§ DIRECTIONS FOR THIS TASK: Write out each record below exactly as it appears, with no pictures.
>> BEGIN INPUT ROWS
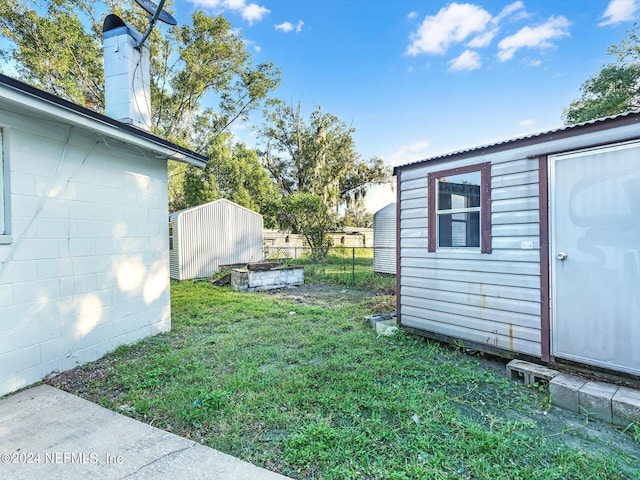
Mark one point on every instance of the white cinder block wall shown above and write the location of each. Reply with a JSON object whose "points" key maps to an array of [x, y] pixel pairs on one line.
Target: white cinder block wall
{"points": [[87, 269]]}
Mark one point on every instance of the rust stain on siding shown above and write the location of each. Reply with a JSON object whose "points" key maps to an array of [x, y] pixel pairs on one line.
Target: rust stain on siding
{"points": [[511, 345]]}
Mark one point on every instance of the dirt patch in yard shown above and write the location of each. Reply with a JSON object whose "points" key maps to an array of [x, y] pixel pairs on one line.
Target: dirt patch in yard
{"points": [[332, 295]]}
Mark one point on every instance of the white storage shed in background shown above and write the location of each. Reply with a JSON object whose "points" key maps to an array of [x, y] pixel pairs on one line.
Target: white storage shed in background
{"points": [[384, 239], [217, 233]]}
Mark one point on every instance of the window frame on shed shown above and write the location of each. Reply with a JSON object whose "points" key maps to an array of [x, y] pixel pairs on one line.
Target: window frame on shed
{"points": [[484, 207]]}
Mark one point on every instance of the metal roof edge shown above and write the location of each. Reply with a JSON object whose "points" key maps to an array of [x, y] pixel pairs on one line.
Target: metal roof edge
{"points": [[17, 85], [597, 124]]}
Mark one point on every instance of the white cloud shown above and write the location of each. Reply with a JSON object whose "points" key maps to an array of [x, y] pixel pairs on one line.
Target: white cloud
{"points": [[510, 10], [452, 24], [409, 153], [250, 12], [534, 37], [287, 27], [619, 11], [483, 40], [529, 122], [253, 12], [467, 61], [284, 27]]}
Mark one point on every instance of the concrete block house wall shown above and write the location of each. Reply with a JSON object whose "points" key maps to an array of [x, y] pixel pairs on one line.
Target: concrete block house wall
{"points": [[87, 267]]}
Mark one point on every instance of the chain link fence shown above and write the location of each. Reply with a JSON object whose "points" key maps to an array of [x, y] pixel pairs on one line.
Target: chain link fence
{"points": [[370, 267]]}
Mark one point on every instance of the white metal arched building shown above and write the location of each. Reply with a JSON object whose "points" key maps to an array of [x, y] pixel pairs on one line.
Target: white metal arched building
{"points": [[217, 233], [384, 240]]}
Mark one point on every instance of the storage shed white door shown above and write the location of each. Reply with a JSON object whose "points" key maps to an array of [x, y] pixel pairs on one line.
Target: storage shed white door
{"points": [[595, 256]]}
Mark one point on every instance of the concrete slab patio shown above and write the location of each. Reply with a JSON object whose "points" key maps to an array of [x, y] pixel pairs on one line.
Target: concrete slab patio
{"points": [[50, 434]]}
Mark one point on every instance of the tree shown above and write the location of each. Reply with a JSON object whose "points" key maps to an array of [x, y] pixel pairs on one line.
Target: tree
{"points": [[233, 172], [60, 51], [315, 158], [306, 214], [357, 216], [614, 89]]}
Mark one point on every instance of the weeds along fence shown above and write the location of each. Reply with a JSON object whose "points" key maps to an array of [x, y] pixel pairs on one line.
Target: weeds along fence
{"points": [[352, 266]]}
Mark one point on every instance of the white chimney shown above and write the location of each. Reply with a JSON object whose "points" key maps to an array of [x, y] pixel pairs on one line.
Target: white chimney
{"points": [[127, 94]]}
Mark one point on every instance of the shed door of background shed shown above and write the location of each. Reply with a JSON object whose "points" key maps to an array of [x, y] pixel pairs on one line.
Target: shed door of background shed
{"points": [[595, 222]]}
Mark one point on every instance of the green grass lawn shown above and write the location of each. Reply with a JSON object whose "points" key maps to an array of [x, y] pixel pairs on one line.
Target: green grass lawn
{"points": [[313, 393]]}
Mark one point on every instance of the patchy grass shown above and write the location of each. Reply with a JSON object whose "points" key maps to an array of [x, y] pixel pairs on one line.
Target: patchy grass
{"points": [[310, 391]]}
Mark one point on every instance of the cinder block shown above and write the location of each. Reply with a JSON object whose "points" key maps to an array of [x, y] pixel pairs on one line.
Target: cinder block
{"points": [[531, 372], [625, 406], [563, 390], [594, 399]]}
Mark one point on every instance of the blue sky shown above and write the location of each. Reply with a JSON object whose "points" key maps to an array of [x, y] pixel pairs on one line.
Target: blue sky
{"points": [[417, 78]]}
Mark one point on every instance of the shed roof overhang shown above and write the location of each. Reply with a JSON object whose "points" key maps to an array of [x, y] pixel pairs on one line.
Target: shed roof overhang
{"points": [[600, 131], [21, 96]]}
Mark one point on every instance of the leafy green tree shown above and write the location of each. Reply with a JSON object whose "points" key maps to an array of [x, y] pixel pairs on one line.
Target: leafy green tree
{"points": [[306, 214], [233, 172], [315, 158], [356, 215], [58, 48], [614, 89]]}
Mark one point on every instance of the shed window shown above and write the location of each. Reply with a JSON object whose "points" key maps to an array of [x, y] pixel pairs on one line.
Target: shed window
{"points": [[459, 209]]}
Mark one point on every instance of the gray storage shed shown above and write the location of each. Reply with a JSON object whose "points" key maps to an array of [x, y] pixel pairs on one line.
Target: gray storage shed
{"points": [[217, 233], [529, 246], [384, 240]]}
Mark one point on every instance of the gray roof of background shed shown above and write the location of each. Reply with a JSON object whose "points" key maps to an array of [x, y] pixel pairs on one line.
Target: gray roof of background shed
{"points": [[598, 124]]}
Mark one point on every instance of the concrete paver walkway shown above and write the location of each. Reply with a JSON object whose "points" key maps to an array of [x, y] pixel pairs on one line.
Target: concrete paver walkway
{"points": [[46, 433]]}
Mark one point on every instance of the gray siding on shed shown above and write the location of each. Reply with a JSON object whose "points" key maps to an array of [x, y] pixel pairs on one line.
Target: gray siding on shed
{"points": [[491, 299], [214, 234], [384, 240]]}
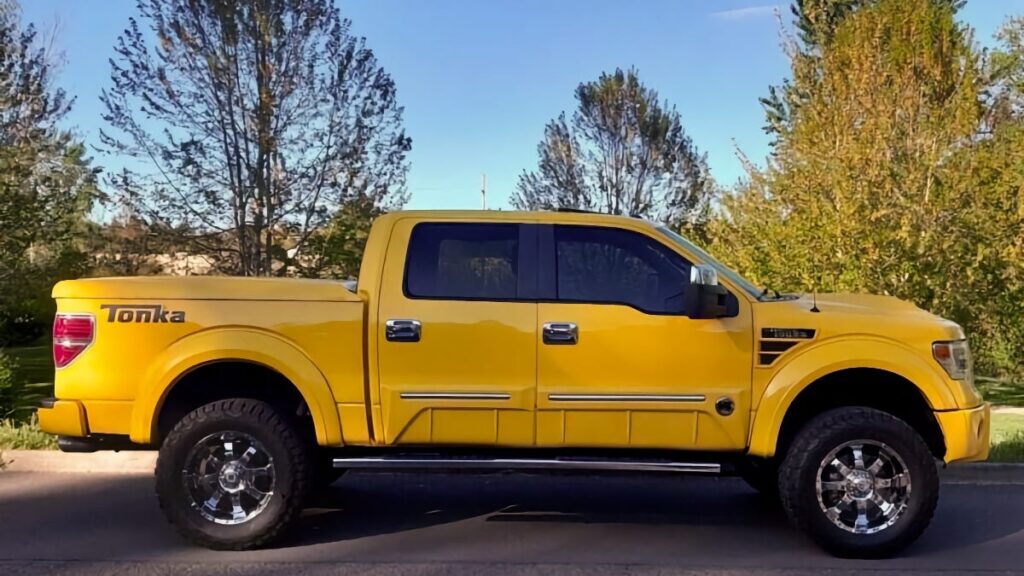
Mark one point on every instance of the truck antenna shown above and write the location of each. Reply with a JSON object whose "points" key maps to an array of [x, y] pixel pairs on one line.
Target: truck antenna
{"points": [[483, 191]]}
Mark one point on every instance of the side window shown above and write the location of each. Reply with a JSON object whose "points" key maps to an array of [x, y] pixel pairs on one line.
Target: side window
{"points": [[610, 265], [463, 261]]}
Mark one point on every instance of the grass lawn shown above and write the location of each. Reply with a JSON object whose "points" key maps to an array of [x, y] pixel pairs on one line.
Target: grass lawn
{"points": [[35, 364], [1008, 438], [1000, 393]]}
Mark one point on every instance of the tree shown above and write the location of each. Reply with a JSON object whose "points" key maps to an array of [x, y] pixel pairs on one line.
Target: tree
{"points": [[881, 180], [623, 153], [251, 124], [816, 22], [46, 183], [1006, 74]]}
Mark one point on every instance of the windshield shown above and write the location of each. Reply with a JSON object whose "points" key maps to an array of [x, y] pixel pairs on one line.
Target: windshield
{"points": [[709, 259]]}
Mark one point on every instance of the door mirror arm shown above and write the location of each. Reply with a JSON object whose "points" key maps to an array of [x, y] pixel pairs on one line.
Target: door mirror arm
{"points": [[705, 297]]}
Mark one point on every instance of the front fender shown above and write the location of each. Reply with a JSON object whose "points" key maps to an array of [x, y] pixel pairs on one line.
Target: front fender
{"points": [[235, 343], [827, 357]]}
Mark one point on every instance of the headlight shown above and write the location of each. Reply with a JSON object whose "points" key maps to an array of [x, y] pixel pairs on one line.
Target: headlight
{"points": [[954, 357]]}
>> END INPUT ROWS
§ SOLUTION FOR THIS PROBLEM:
Mark one point on every instance of the white cinder block wall shown above and write the location of each. Reply with a JSON object whose "points" key maps to an array of [x, y] pixel pairs on one line.
Target: white cinder block wall
{"points": [[87, 269]]}
Mark one point on every instance of the rust stain on siding shown above and write the location of each. Reply with a JSON object whose "points" key maps to an array of [x, y] pixel pairs on one line.
Target: rust stain on siding
{"points": [[511, 345]]}
Mark one point on every instance of the dirt patch in yard shown above and write the location of each. Reply with a JSON object whose "points" key maps to an array of [x, y] pixel pairs on one line.
Target: dirt patch in yard
{"points": [[332, 295]]}
Mark one point on every instance of the white storage shed in background shown above and write the location of each. Reply with a JSON object whose "points" key maps to an array of [x, y] pixel pairs on one line.
Target: white storage shed in background
{"points": [[384, 239], [217, 233]]}
Mark one point on every instance of the window frame on shed shown above and write the location of each. Reply with a JSON object whose "points" key maps to an array of [x, y] pixel pairs on one line.
Target: window frame on shed
{"points": [[484, 207]]}
Mark one point on every instance of the metal roof edge shown above and write the location of each. Reply with a JSON object whose "points" key maps to an array of [x, y] pixel pairs on one line.
Target: metal roof edge
{"points": [[17, 85], [597, 124]]}
Mark one point on every instance of the white cloud shown above and write the location of each. Reply with a JSON object whose "points" key maps to an array of [x, y] pixel pairs on one line.
Target: white cloud
{"points": [[510, 10], [452, 24], [409, 153], [250, 12], [534, 37], [287, 27], [619, 11], [483, 40], [529, 122], [253, 12], [467, 61], [284, 27]]}
Mark one point on every instance of the concrete block house wall shown above and write the location of each. Reply with a JSON object whose "points" key maps to an array of [x, y] pixel pairs on one line.
Target: concrete block house wall
{"points": [[87, 267]]}
Mark one point on every instance of the chain link fence shown above and write the location of each. Reply with a JSON object whose "points" key maps to an array of [x, y] pixel pairs on one line.
Target: chain link fence
{"points": [[370, 267]]}
Mark one point on every instance of the white metal arched building shown above and write the location of each. Reply with a JSON object whose "points" key maps to an array of [x, y] pixel pairs on one line.
Target: white metal arched building
{"points": [[217, 233], [384, 240]]}
Mark one point on every instance of the storage shed white door shown above and write the location of each. Reply with a JSON object whose "points" key maps to an array of [x, y] pixel pairs on one line.
Target: storage shed white door
{"points": [[595, 256]]}
Mark one point on every instance of the concrete slab patio shown above and write the location of each. Reply with a JSON object whose "points" key maps to an array of [x, y] pixel pairs on one line.
Target: concrete slab patio
{"points": [[50, 434]]}
Mark one point on every instance of the tree shown above and write the location of each. Reply with a JSON object whose "points" key maps to an array of [x, y] pixel pairs on one line.
Target: tree
{"points": [[233, 172], [60, 51], [315, 158], [306, 214], [357, 216], [614, 89]]}
Mark one point on every instance of the weeds along fence shown above and write the location of each. Reply with a JSON object whose "points" key maps to an array of [x, y] pixel pairs on one line.
Target: weeds along fence
{"points": [[352, 266]]}
Mark one point on every instance of the white chimney shown above and write the location of each. Reply with a JSON object whose "points" key maps to an array of [x, y] pixel pairs on one line.
Target: white chimney
{"points": [[127, 94]]}
Mark one point on every instance of the shed door of background shed shown above and write the location of each. Reply with a JSON object whose "points" key maps to an array of [x, y] pixel pairs on one line.
Target: shed door of background shed
{"points": [[595, 222]]}
Mark one point on every instance of the green grass lawn shown above and write the location of each. Reply with a JSON object whose "points" key maps to an array of [x, y] pixel pairs on one line.
Target: green grass lawn
{"points": [[313, 393]]}
Mark one point on every instance of the patchy grass shown above and write the location of each. Reply with a JSON object whose "points" key maps to an array of [x, y] pixel pairs on one line.
Target: patchy grass
{"points": [[310, 391]]}
Mark one point on every instance of the cinder block shown above and write the location of each. Reply with a JSON object whose "points" key maps to an array of [x, y] pixel pairs on one line.
Target: cinder block
{"points": [[531, 372], [625, 406], [563, 390], [594, 399]]}
Mark one point on every instance of the blue sky shown above and write the location of each. Reply with a JSON object whose "points" key maps to an array of [x, y] pixel pairs on one line.
Target: blue sky
{"points": [[417, 78]]}
Mark one point on every instance of the shed roof overhang shown above and write the location of each. Reply with a JSON object whose "points" key maps to an array of [x, y] pixel pairs on one line.
Target: shed roof overhang
{"points": [[600, 131], [21, 96]]}
Mark one point on every instance of the leafy green tree shown above and write the location of each. Reply with a JSON object whose "points" key maps to an array of [x, y] pixel pairs on one line.
Target: leafy green tree
{"points": [[306, 214], [233, 172], [315, 158], [356, 215], [58, 48], [614, 89]]}
Mark one point on every instance of the shed window shown above and write the location of each. Reply with a JSON object whose "points" key maps to an array of [x, y] pixel pairs on one line.
Target: shed window
{"points": [[459, 209]]}
Mark one point on every instance of the gray storage shed shown above and write the location of each. Reply with a JSON object whose "points" key maps to an array of [x, y] pixel pairs on one line.
Target: gray storage shed
{"points": [[217, 233], [529, 246], [384, 240]]}
Mark one point on every instance of the gray roof of background shed shown above and write the location of each. Reply with a JSON object whose "points" key maps to an array of [x, y] pixel pairs on one line.
Target: gray roof of background shed
{"points": [[598, 124]]}
Mark one point on every instance of the concrete paver walkway shown above and write the location of each. Reply with a JSON object whose "points" key maps to an array of [x, y] pixel pairs on one line.
Target: concrete paver walkway
{"points": [[46, 433]]}
Mark one point on every instance of the gray siding on shed shown above and write the location of each. Reply with a JSON object whose "points" key maps to an array of [x, y] pixel pairs on one line.
Target: gray siding on shed
{"points": [[491, 299], [214, 234], [384, 240]]}
Mark one point on every instance of the truck antenna shown above and write the location of each. Reply with a JSON object whose "points" key maps to an array of [x, y] pixel pairs on one line.
Target: truck antenna
{"points": [[483, 191]]}
Mark one point on every instance of the side window shown above and write the location of each. Reply with a JSON object whose "points" key maps to an array of [x, y] pixel pairs on one line.
Target: side window
{"points": [[610, 265], [463, 261]]}
Mark one point on every instance of the grass lawn shown above and write the location of each. Reply with a JSON object whose "points" key maps to an array of [x, y] pixel pairs on one line.
Target: grass lawn
{"points": [[35, 364], [1008, 438], [1000, 393]]}
Mark one point on every instance of the tree shown above and write the location of each. Reply with a JSON object whose "points" key maps to an array of [x, y] pixel pairs on one line.
Target: tree
{"points": [[881, 180], [623, 153], [251, 124], [816, 22], [46, 183], [1006, 74]]}
Mark one point on every instance of the windshield shown above and write the location of each. Reply with a JSON object whose "points" key maps to an array of [x, y] pixel pairs on one line.
Target: windshield
{"points": [[709, 259]]}
Mark one point on every instance of the door mirror arm shown above and write the location of each. Reply with a JSON object whose "points" key maps to an array of [x, y] pixel pairs on one line.
Target: door mirror arm
{"points": [[705, 297]]}
Mark one point on every instance of the front fender shown above and write the location of each. Reply with a JSON object whose "points" key maps to an array of [x, y] pixel pairs on one line.
Target: front fender
{"points": [[235, 343], [827, 357]]}
Mark one point on every instance of the headlight shown above and write the location of each. Reply with a JSON object whose "points" key maps to an array of [x, y] pixel pairs on one line.
Target: headlight
{"points": [[954, 357]]}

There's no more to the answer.